(begin)

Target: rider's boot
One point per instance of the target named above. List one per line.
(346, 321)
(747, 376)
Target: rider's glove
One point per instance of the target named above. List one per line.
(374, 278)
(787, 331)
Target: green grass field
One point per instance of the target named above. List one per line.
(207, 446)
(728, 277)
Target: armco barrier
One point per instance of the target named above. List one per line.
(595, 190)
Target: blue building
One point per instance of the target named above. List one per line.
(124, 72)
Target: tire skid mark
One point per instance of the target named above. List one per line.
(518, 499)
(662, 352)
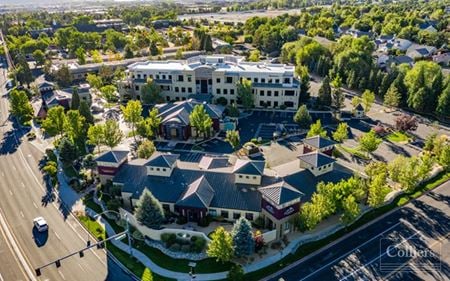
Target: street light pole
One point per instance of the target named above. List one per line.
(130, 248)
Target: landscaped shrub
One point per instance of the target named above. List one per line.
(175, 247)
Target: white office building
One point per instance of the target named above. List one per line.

(end)
(begin)

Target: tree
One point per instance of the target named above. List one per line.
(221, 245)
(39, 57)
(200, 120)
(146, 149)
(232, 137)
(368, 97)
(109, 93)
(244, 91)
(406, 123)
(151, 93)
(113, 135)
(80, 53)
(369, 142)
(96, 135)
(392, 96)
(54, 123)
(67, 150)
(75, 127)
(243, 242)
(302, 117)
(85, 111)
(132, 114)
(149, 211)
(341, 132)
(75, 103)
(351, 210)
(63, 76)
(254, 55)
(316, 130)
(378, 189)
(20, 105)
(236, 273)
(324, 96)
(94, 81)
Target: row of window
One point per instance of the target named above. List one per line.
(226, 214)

(end)

BRIEF: Report how many lines in the rows above contain the word "rider", giving only the number.

WRITTEN ANSWER: 2